TASK TO COMPLETE: Report each line of the data that contains the string "below".

Records from a data source:
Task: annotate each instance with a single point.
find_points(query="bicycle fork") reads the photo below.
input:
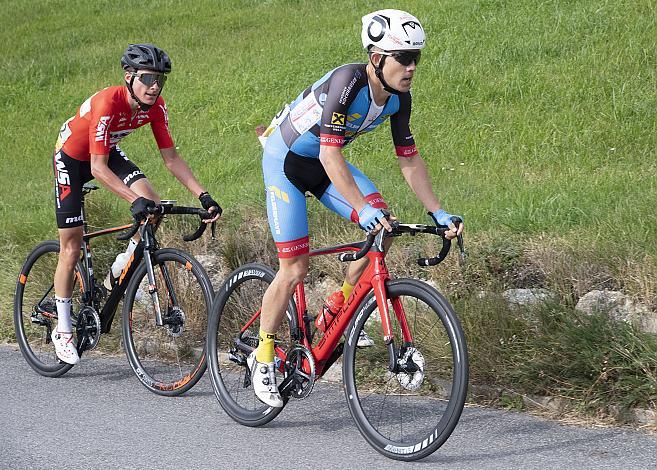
(379, 288)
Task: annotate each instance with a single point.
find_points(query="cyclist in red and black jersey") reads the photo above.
(87, 148)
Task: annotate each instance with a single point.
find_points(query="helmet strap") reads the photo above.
(143, 106)
(378, 71)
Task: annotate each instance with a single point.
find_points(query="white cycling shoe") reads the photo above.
(263, 379)
(64, 347)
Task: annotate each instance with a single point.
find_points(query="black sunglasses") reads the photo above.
(405, 57)
(149, 79)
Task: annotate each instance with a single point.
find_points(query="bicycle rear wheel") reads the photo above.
(35, 313)
(168, 359)
(410, 413)
(236, 303)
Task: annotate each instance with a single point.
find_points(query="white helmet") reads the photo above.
(392, 30)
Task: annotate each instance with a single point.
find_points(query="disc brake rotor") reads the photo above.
(411, 367)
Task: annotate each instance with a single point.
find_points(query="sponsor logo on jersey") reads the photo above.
(331, 140)
(166, 115)
(127, 179)
(116, 136)
(346, 90)
(338, 119)
(70, 220)
(101, 128)
(62, 177)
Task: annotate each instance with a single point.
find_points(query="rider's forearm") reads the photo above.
(108, 178)
(339, 174)
(179, 168)
(415, 173)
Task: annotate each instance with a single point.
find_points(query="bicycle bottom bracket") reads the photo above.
(300, 373)
(88, 328)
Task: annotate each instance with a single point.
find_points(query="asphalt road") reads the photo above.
(99, 416)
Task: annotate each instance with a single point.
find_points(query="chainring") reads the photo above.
(297, 361)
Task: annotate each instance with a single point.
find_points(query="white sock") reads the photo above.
(63, 315)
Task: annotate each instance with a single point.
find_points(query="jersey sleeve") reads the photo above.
(160, 125)
(400, 127)
(100, 118)
(343, 87)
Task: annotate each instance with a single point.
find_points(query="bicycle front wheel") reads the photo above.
(408, 413)
(35, 313)
(233, 333)
(167, 359)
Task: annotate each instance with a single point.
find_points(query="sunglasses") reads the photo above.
(149, 79)
(405, 58)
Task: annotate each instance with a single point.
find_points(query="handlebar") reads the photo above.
(398, 229)
(180, 210)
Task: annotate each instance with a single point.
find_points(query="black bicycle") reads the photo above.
(167, 297)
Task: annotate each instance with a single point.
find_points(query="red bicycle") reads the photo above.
(405, 393)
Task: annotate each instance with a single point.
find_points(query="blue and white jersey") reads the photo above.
(338, 107)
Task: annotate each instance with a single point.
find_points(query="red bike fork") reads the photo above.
(379, 276)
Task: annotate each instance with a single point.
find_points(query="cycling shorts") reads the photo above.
(288, 177)
(70, 176)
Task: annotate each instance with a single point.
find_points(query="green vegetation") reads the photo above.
(538, 121)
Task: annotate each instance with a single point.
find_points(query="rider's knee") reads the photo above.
(293, 274)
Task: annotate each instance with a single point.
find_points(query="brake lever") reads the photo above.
(463, 256)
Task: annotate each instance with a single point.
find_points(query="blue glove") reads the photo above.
(369, 217)
(441, 217)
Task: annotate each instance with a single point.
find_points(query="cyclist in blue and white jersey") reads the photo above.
(303, 153)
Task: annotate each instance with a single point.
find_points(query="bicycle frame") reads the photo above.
(108, 311)
(373, 279)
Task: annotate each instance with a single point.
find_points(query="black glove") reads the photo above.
(141, 207)
(207, 202)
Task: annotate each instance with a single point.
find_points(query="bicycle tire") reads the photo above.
(418, 420)
(34, 290)
(239, 298)
(170, 359)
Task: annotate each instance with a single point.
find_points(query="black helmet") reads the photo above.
(145, 56)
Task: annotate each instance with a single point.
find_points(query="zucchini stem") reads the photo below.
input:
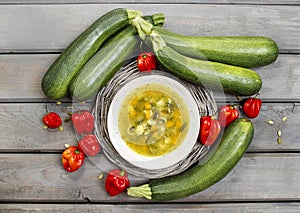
(140, 191)
(133, 13)
(158, 42)
(142, 27)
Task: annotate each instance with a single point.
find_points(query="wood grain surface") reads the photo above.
(32, 35)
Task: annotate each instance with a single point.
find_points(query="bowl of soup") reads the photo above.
(153, 121)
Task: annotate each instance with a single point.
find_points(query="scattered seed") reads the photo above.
(284, 118)
(101, 176)
(239, 97)
(279, 133)
(279, 140)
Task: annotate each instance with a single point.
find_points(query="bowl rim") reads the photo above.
(171, 158)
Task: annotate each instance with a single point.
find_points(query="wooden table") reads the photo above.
(34, 32)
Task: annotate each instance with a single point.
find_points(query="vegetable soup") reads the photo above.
(153, 120)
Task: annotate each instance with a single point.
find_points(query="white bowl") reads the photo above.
(170, 158)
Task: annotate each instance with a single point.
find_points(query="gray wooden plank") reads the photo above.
(23, 123)
(53, 27)
(272, 2)
(156, 208)
(21, 76)
(40, 178)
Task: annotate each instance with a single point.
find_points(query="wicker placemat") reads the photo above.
(206, 105)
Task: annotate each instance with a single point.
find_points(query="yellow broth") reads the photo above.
(153, 120)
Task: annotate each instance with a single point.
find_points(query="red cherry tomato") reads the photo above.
(227, 114)
(209, 130)
(146, 61)
(251, 107)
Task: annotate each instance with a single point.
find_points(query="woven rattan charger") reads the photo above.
(206, 105)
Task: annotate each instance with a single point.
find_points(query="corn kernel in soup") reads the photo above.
(152, 122)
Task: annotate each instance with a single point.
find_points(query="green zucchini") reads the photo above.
(235, 141)
(242, 51)
(56, 80)
(213, 75)
(106, 62)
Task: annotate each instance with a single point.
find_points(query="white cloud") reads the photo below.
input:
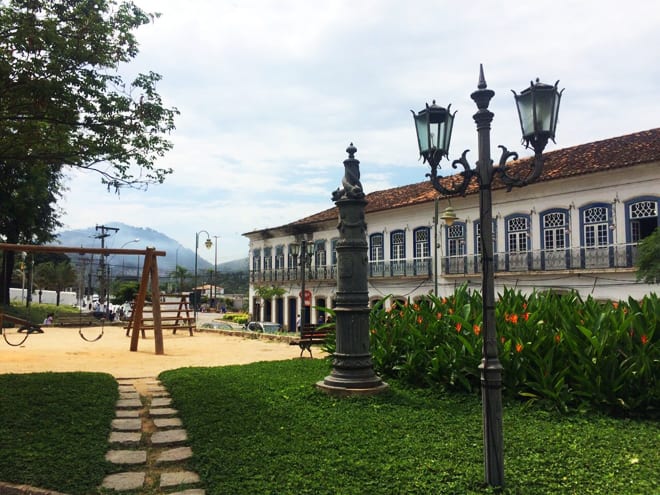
(271, 94)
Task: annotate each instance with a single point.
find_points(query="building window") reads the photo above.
(268, 259)
(398, 252)
(455, 247)
(422, 254)
(554, 238)
(279, 258)
(643, 217)
(596, 226)
(596, 235)
(376, 254)
(319, 253)
(518, 245)
(256, 260)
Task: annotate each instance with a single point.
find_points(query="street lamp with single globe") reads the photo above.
(209, 244)
(538, 108)
(305, 250)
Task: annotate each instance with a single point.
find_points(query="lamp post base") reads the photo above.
(352, 375)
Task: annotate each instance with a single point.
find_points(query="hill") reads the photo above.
(125, 237)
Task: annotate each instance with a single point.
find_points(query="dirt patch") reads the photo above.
(62, 349)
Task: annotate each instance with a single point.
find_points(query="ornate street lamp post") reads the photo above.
(352, 366)
(208, 243)
(305, 250)
(538, 107)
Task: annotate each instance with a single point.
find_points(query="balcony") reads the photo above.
(614, 256)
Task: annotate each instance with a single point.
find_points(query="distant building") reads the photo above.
(577, 227)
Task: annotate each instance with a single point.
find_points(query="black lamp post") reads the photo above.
(305, 250)
(208, 243)
(538, 107)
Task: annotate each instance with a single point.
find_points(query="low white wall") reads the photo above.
(47, 296)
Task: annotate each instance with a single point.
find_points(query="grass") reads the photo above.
(54, 429)
(263, 428)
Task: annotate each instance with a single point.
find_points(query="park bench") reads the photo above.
(310, 335)
(79, 320)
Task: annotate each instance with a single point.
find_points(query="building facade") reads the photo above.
(577, 227)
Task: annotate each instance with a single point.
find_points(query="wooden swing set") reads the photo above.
(149, 274)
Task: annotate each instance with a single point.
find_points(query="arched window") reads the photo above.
(596, 235)
(422, 251)
(398, 252)
(555, 239)
(517, 238)
(455, 247)
(376, 255)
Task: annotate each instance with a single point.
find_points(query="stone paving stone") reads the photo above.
(168, 437)
(174, 455)
(124, 438)
(127, 424)
(163, 423)
(126, 456)
(124, 481)
(127, 413)
(161, 402)
(163, 411)
(129, 404)
(175, 478)
(128, 395)
(193, 491)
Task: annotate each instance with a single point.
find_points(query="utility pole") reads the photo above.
(104, 296)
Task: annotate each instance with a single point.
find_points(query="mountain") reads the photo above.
(125, 237)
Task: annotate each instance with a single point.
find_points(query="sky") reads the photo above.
(271, 93)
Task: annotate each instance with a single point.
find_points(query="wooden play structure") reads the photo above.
(149, 279)
(175, 314)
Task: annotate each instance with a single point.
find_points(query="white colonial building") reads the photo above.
(577, 227)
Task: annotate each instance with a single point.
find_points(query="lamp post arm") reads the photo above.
(466, 174)
(516, 180)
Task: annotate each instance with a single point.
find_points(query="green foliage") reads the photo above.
(125, 292)
(263, 428)
(563, 351)
(648, 258)
(55, 429)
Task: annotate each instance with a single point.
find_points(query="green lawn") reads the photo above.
(54, 429)
(263, 428)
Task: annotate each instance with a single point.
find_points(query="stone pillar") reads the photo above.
(352, 372)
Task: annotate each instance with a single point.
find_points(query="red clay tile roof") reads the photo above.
(618, 152)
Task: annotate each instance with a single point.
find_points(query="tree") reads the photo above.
(648, 258)
(62, 99)
(63, 104)
(56, 276)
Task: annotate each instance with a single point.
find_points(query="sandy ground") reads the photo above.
(62, 349)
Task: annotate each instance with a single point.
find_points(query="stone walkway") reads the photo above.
(149, 443)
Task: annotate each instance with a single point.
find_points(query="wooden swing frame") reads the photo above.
(149, 272)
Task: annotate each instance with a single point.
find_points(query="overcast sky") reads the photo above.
(272, 92)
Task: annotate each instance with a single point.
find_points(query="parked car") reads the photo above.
(263, 326)
(217, 325)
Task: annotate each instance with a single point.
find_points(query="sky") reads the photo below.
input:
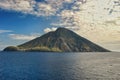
(96, 20)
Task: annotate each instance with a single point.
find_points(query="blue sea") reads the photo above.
(39, 66)
(46, 66)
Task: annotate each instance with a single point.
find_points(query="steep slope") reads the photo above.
(61, 40)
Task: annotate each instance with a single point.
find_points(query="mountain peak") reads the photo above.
(61, 40)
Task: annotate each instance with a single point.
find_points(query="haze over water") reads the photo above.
(59, 66)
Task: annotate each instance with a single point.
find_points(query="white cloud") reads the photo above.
(23, 37)
(5, 31)
(46, 30)
(47, 8)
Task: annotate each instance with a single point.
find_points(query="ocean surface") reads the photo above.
(58, 66)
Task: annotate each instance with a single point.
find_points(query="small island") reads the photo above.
(61, 40)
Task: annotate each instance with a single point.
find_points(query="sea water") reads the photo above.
(44, 66)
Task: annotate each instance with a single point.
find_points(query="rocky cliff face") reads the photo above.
(61, 40)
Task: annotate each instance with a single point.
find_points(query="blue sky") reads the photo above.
(24, 20)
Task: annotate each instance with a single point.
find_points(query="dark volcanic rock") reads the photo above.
(61, 40)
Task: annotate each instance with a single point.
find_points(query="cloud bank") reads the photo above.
(5, 31)
(23, 37)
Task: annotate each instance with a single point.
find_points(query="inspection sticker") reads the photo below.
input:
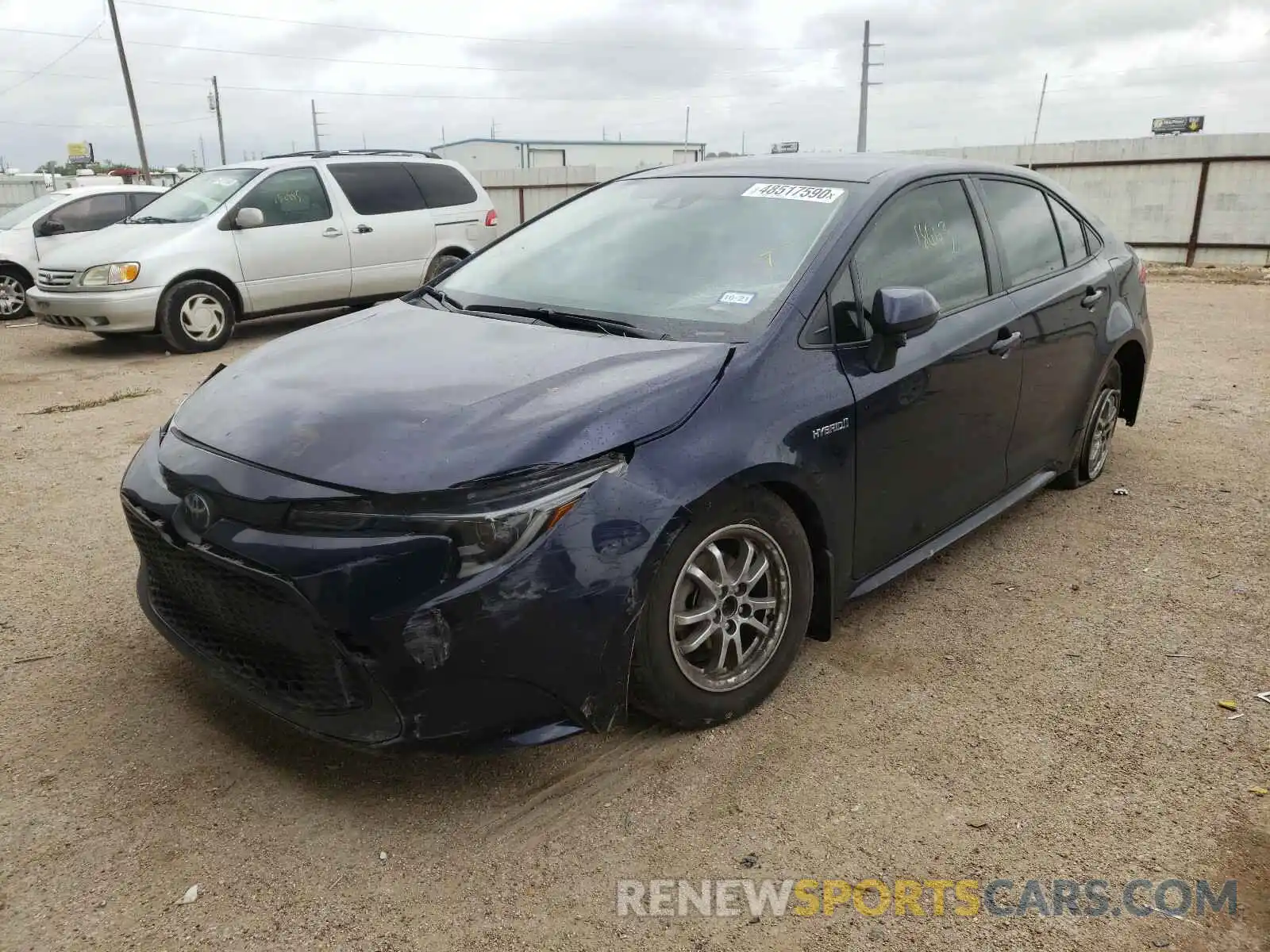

EXERCISE ANSWER:
find_points(query="bicycle fork") reads the photo below.
find_points(query="zucchini stem") reads the photo below.
find_points(query="white cloud") reads the photo below.
find_points(query="sky") reads the photo below.
find_points(query="inspection sticker") reads the photo below.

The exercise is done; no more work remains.